----- Available data -----
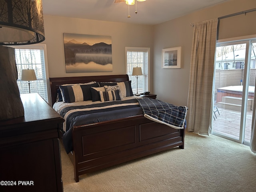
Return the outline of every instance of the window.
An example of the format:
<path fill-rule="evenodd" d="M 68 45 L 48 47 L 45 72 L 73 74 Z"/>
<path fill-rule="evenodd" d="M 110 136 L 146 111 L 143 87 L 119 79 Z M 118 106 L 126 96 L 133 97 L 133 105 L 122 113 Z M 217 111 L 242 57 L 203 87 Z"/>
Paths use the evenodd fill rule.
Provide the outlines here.
<path fill-rule="evenodd" d="M 17 81 L 20 93 L 29 93 L 28 82 L 21 80 L 22 69 L 35 70 L 37 80 L 30 82 L 31 93 L 38 93 L 48 102 L 46 70 L 44 50 L 46 46 L 43 44 L 13 46 L 15 49 L 16 64 L 18 70 Z"/>
<path fill-rule="evenodd" d="M 126 74 L 132 80 L 134 93 L 137 92 L 136 76 L 132 76 L 134 67 L 140 67 L 142 75 L 138 76 L 138 91 L 139 93 L 149 90 L 150 51 L 149 48 L 126 47 Z"/>

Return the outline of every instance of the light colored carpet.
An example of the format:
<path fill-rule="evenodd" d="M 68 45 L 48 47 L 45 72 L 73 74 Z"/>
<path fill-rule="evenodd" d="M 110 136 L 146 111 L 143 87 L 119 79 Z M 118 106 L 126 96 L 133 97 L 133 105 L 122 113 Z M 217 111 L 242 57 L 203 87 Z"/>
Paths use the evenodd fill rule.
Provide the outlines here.
<path fill-rule="evenodd" d="M 214 135 L 186 132 L 185 148 L 79 176 L 61 144 L 64 192 L 255 192 L 256 154 Z"/>

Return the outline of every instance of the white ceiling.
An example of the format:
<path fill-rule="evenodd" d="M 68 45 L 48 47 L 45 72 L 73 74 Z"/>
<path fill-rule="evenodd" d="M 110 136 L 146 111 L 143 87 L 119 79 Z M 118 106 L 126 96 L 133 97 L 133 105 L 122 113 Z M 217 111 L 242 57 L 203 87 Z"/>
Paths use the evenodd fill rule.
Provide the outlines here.
<path fill-rule="evenodd" d="M 45 15 L 154 25 L 230 0 L 147 0 L 135 5 L 115 0 L 42 0 Z"/>

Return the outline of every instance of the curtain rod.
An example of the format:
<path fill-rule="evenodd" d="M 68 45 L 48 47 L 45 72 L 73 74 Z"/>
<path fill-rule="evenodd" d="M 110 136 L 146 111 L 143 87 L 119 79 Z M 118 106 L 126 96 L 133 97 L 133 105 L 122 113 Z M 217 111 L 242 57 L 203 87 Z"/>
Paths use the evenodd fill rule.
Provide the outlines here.
<path fill-rule="evenodd" d="M 241 15 L 241 14 L 245 14 L 246 15 L 247 13 L 249 13 L 250 12 L 252 12 L 253 11 L 256 11 L 256 8 L 254 8 L 254 9 L 249 9 L 248 10 L 246 10 L 246 11 L 243 11 L 240 12 L 238 12 L 237 13 L 232 13 L 232 14 L 230 14 L 229 15 L 227 15 L 224 16 L 222 16 L 222 17 L 220 17 L 218 18 L 218 20 L 221 19 L 224 19 L 224 18 L 227 18 L 228 17 L 232 17 L 233 16 L 236 16 L 236 15 Z M 194 23 L 190 23 L 190 26 L 192 27 L 194 27 Z"/>
<path fill-rule="evenodd" d="M 249 9 L 249 10 L 246 10 L 246 11 L 243 11 L 240 12 L 238 12 L 237 13 L 233 13 L 232 14 L 230 14 L 229 15 L 225 15 L 224 16 L 222 16 L 222 17 L 218 17 L 218 19 L 220 20 L 221 19 L 224 19 L 224 18 L 227 18 L 228 17 L 232 17 L 233 16 L 236 16 L 236 15 L 240 15 L 241 14 L 246 14 L 247 13 L 249 13 L 250 12 L 252 12 L 253 11 L 256 11 L 256 8 L 254 8 L 254 9 Z"/>

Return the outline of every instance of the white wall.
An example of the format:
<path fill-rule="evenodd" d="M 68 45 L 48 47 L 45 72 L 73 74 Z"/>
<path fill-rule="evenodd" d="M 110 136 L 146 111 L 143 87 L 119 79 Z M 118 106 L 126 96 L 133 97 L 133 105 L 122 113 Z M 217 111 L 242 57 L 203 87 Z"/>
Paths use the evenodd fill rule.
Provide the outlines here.
<path fill-rule="evenodd" d="M 152 69 L 153 90 L 157 94 L 157 98 L 176 105 L 187 105 L 193 29 L 190 23 L 255 8 L 255 0 L 230 0 L 155 26 L 153 29 L 154 65 Z M 235 18 L 230 22 L 237 26 Z M 182 47 L 182 68 L 162 69 L 162 49 L 178 46 Z"/>
<path fill-rule="evenodd" d="M 152 26 L 86 19 L 44 16 L 50 77 L 125 74 L 125 47 L 152 49 Z M 112 72 L 66 73 L 63 33 L 110 36 Z M 151 62 L 152 63 L 152 62 Z"/>

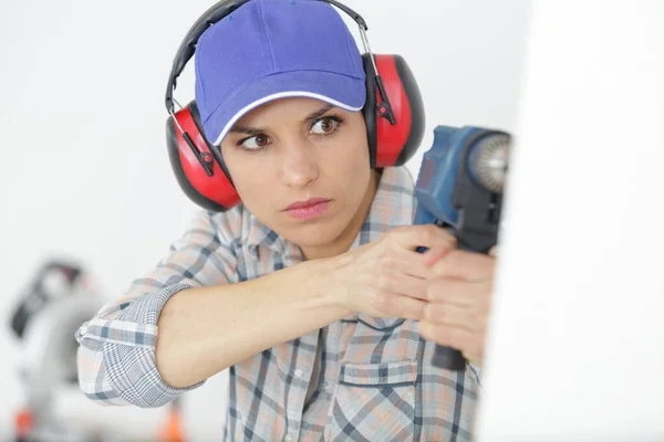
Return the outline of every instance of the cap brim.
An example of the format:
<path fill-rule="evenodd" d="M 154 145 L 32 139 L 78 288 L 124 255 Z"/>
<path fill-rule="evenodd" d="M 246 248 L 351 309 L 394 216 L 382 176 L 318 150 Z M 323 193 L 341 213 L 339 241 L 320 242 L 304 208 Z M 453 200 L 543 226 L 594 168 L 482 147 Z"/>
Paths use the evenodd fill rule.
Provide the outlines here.
<path fill-rule="evenodd" d="M 350 112 L 364 106 L 366 86 L 364 78 L 331 72 L 284 72 L 258 78 L 236 91 L 215 109 L 203 127 L 208 140 L 219 146 L 230 128 L 251 109 L 287 97 L 310 97 Z"/>

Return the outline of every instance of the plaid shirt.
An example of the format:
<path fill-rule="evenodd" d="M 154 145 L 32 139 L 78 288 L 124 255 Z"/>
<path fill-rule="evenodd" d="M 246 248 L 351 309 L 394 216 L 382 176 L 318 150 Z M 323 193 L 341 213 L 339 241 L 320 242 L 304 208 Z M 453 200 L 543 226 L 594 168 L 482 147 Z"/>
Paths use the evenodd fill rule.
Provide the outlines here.
<path fill-rule="evenodd" d="M 383 171 L 353 248 L 413 221 L 405 167 Z M 76 332 L 83 392 L 104 404 L 159 407 L 188 389 L 166 385 L 155 364 L 157 317 L 180 290 L 242 282 L 303 260 L 241 204 L 200 212 L 170 253 L 125 296 Z M 224 440 L 469 441 L 480 389 L 468 365 L 430 364 L 434 343 L 415 320 L 351 315 L 229 368 Z"/>

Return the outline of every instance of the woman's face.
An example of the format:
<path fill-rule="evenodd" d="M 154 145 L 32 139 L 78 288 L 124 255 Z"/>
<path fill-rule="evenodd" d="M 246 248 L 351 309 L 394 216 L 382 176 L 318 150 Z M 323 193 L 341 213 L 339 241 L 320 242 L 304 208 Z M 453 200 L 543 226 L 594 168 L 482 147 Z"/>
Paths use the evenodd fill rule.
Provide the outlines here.
<path fill-rule="evenodd" d="M 329 255 L 340 242 L 347 249 L 375 194 L 364 117 L 318 99 L 253 109 L 221 152 L 247 209 L 308 257 Z"/>

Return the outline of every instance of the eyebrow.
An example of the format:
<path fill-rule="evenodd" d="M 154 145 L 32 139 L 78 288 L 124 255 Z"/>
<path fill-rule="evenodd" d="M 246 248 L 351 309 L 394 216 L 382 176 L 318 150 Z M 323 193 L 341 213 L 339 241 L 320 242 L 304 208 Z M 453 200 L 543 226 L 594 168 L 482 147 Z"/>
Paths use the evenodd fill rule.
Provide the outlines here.
<path fill-rule="evenodd" d="M 326 104 L 323 107 L 321 107 L 320 109 L 314 110 L 311 114 L 309 114 L 307 117 L 304 117 L 302 119 L 302 123 L 308 123 L 308 122 L 314 120 L 317 118 L 320 118 L 323 115 L 325 115 L 325 113 L 333 107 L 334 107 L 333 105 Z M 268 131 L 268 129 L 263 128 L 263 127 L 235 125 L 230 128 L 229 131 L 235 133 L 235 134 L 258 135 L 258 134 L 264 134 L 266 131 Z"/>

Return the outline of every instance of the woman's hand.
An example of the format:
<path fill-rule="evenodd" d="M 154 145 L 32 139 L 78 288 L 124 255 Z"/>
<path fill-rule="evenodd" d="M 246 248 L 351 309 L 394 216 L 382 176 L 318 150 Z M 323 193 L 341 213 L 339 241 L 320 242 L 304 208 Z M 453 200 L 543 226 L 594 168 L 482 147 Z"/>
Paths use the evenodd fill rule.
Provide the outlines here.
<path fill-rule="evenodd" d="M 494 292 L 495 252 L 452 251 L 432 263 L 419 333 L 481 365 Z"/>
<path fill-rule="evenodd" d="M 418 246 L 428 250 L 418 253 Z M 444 229 L 404 225 L 332 259 L 331 276 L 341 287 L 341 303 L 352 312 L 422 319 L 429 283 L 437 277 L 430 263 L 455 248 L 456 240 Z"/>

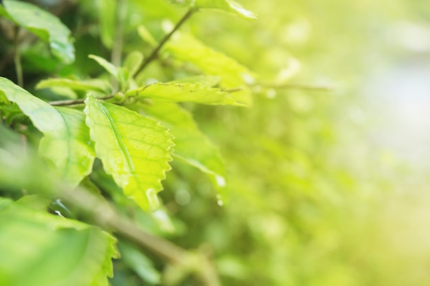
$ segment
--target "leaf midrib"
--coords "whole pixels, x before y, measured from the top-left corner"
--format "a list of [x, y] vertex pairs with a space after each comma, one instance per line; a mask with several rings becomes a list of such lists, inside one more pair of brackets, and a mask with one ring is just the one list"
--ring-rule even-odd
[[127, 165], [128, 166], [128, 168], [130, 169], [130, 171], [132, 173], [134, 173], [135, 166], [133, 164], [133, 160], [131, 159], [131, 156], [130, 155], [130, 153], [128, 153], [128, 150], [126, 147], [126, 145], [124, 143], [124, 142], [122, 141], [122, 137], [121, 136], [121, 133], [120, 133], [120, 131], [118, 130], [117, 125], [115, 123], [115, 120], [113, 120], [113, 118], [112, 118], [112, 116], [111, 116], [109, 111], [108, 111], [108, 110], [103, 105], [103, 104], [100, 103], [100, 109], [102, 110], [102, 112], [103, 112], [103, 114], [104, 115], [104, 116], [106, 116], [107, 120], [109, 121], [109, 124], [111, 124], [112, 131], [113, 131], [113, 134], [115, 135], [117, 143], [120, 146], [120, 149], [122, 151], [122, 153], [123, 154], [124, 157], [124, 159], [127, 163]]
-----
◆ Task details
Repeat the listing from its beginning through the line containing "45 15 L 154", keeping both ends, and leave the pictures out.

◆ Final answer
Return the outline of every instance of the window.
An example of the format:
<path fill-rule="evenodd" d="M 68 45 L 48 47 L 45 72 L 73 74 Z"/>
<path fill-rule="evenodd" d="M 110 136 L 146 111 L 143 87 L 119 79 Z M 118 106 L 126 96 L 133 97 L 133 105 L 122 113 Z M 217 111 L 242 57 L 203 87 Z"/>
Paths use the evenodd fill rule.
Provide the outlines here.
<path fill-rule="evenodd" d="M 17 81 L 20 93 L 29 93 L 28 82 L 21 80 L 22 69 L 35 70 L 37 80 L 30 82 L 31 93 L 38 93 L 48 102 L 46 70 L 44 50 L 46 46 L 43 44 L 13 46 L 15 49 L 16 64 L 18 70 Z"/>
<path fill-rule="evenodd" d="M 126 74 L 132 80 L 134 93 L 137 92 L 136 76 L 132 76 L 134 67 L 140 67 L 142 75 L 138 76 L 138 91 L 139 93 L 149 90 L 150 51 L 149 48 L 126 47 Z"/>

Return the outline of every instance of the light colored carpet.
An example of the format:
<path fill-rule="evenodd" d="M 68 45 L 48 47 L 45 72 L 73 74 Z"/>
<path fill-rule="evenodd" d="M 110 136 L 146 111 L 143 87 L 119 79 Z M 118 106 L 126 96 L 133 97 L 133 105 L 122 113 Z M 217 111 L 242 57 L 203 87 Z"/>
Paths use the evenodd fill rule.
Provide the outlines here.
<path fill-rule="evenodd" d="M 214 135 L 186 132 L 185 148 L 79 176 L 61 144 L 64 192 L 255 192 L 256 154 Z"/>

Return the outline of every instance of the white ceiling.
An example of the format:
<path fill-rule="evenodd" d="M 68 45 L 48 47 L 45 72 L 73 74 Z"/>
<path fill-rule="evenodd" d="M 110 136 L 146 111 L 143 87 L 119 79 Z M 118 106 L 126 96 L 133 97 L 133 105 L 122 113 Z M 217 111 L 242 57 L 203 87 Z"/>
Paths use the evenodd fill rule.
Provide the outlines here.
<path fill-rule="evenodd" d="M 45 15 L 154 25 L 230 0 L 147 0 L 135 5 L 115 0 L 42 0 Z"/>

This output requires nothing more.